Source data
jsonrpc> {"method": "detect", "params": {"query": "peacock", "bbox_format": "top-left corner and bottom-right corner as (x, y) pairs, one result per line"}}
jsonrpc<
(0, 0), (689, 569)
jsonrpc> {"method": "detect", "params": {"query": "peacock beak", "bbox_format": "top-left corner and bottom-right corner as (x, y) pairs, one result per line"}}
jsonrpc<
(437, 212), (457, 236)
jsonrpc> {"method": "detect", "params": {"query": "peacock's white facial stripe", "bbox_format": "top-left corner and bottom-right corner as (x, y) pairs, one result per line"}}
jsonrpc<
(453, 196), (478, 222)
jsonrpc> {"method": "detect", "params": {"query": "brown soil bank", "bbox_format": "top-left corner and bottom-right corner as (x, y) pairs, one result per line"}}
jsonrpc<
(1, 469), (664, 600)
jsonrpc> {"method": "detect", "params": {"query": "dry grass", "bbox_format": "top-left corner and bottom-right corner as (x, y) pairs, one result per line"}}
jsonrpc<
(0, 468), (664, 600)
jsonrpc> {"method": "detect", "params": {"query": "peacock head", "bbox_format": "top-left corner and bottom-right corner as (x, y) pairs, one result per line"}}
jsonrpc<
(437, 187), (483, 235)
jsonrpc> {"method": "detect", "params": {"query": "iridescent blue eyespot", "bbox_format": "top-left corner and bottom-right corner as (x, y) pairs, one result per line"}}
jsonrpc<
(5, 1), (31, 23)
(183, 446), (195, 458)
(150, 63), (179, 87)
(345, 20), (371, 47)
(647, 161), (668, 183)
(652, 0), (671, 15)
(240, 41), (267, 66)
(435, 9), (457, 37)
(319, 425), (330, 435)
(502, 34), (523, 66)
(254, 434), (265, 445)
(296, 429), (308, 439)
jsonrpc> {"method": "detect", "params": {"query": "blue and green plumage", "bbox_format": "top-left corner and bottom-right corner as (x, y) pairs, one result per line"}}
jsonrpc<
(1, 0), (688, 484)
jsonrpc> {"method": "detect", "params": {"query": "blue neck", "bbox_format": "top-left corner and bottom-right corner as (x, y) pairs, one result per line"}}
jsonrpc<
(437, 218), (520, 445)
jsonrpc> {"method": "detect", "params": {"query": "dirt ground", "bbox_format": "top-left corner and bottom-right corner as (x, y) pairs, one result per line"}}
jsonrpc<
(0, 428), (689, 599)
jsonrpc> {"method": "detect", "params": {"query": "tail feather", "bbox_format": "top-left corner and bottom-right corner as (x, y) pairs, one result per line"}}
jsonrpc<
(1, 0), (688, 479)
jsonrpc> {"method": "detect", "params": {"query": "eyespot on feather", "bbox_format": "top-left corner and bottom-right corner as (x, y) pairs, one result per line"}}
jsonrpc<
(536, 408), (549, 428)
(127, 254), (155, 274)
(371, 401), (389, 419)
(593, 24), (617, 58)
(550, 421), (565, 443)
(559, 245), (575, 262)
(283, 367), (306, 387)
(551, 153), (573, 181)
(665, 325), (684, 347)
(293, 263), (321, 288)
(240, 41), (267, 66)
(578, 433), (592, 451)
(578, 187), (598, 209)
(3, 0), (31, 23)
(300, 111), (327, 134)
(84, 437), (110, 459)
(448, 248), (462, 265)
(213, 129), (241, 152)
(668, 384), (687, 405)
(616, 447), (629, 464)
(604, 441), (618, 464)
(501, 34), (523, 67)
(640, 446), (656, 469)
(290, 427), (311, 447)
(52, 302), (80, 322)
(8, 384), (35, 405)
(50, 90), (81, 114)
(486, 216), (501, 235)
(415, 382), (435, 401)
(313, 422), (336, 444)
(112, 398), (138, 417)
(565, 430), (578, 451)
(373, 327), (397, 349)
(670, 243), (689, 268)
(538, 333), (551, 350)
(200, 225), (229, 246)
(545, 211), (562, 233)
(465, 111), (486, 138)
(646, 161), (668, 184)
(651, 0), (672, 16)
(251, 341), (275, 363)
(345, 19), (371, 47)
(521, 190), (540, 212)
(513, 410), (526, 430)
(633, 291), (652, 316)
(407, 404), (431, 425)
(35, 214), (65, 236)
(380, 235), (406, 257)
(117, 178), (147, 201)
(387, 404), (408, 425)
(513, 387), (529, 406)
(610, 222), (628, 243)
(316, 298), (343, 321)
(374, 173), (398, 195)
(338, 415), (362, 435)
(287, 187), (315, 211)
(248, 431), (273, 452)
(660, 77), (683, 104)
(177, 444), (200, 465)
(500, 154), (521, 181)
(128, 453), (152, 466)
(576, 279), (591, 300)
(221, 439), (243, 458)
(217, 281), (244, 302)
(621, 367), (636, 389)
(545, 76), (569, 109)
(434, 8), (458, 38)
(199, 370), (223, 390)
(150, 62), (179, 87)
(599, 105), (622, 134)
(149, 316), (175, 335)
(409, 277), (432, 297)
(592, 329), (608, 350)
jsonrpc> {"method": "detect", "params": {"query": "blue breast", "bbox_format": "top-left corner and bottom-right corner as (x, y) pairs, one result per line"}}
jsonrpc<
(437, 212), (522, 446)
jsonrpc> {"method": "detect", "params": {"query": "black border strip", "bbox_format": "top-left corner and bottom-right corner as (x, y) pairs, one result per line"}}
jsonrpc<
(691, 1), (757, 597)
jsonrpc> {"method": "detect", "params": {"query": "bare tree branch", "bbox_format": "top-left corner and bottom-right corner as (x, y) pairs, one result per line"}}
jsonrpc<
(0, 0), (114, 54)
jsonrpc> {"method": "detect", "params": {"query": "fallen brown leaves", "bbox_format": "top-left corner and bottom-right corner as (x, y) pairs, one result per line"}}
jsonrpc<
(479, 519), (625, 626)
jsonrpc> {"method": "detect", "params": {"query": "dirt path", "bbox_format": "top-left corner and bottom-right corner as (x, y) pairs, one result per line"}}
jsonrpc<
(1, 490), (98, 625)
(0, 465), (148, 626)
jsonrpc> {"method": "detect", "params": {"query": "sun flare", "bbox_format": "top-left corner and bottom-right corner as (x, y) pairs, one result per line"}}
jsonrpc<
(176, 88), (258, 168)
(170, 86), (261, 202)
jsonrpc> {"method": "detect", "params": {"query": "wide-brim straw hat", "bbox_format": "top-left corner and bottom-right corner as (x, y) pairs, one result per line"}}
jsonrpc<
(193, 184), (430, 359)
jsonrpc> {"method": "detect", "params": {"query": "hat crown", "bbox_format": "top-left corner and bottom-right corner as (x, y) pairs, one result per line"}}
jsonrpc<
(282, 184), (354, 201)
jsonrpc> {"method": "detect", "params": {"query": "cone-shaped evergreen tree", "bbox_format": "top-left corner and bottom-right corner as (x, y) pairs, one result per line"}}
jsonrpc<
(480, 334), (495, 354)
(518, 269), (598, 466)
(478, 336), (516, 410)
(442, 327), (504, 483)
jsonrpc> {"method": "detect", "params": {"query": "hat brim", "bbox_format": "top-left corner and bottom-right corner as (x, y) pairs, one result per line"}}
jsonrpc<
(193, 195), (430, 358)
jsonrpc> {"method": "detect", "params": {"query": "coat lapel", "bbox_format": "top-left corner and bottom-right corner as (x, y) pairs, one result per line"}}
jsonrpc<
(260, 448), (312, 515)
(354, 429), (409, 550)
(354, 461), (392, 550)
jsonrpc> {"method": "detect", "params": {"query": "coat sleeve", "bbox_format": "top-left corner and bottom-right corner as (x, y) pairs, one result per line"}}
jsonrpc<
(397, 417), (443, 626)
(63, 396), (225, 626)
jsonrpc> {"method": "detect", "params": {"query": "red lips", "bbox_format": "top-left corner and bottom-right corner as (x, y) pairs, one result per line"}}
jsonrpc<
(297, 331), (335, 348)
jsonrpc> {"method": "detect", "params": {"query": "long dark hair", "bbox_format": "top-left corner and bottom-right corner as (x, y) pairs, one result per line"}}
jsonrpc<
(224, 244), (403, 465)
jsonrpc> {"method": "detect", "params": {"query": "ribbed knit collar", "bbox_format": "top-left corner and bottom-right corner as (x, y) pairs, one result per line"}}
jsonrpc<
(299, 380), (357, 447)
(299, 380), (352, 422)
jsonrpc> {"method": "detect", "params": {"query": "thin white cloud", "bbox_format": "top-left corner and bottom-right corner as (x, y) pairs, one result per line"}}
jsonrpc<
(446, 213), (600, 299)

▶ What you should do
Wherever the word "feather" appears in the records above, copy that line.

▶ Task answer
jsonrpc> {"method": "detect", "params": {"query": "tail feather", "bbox_format": "top-left corner and bottom-right corner as (x, y) pairs, one result per line"}}
jsonrpc> {"method": "detect", "params": {"query": "eyespot on feather", "bbox_format": "top-left corner and bottom-right corner as (x, y) pairs, one result per line"}}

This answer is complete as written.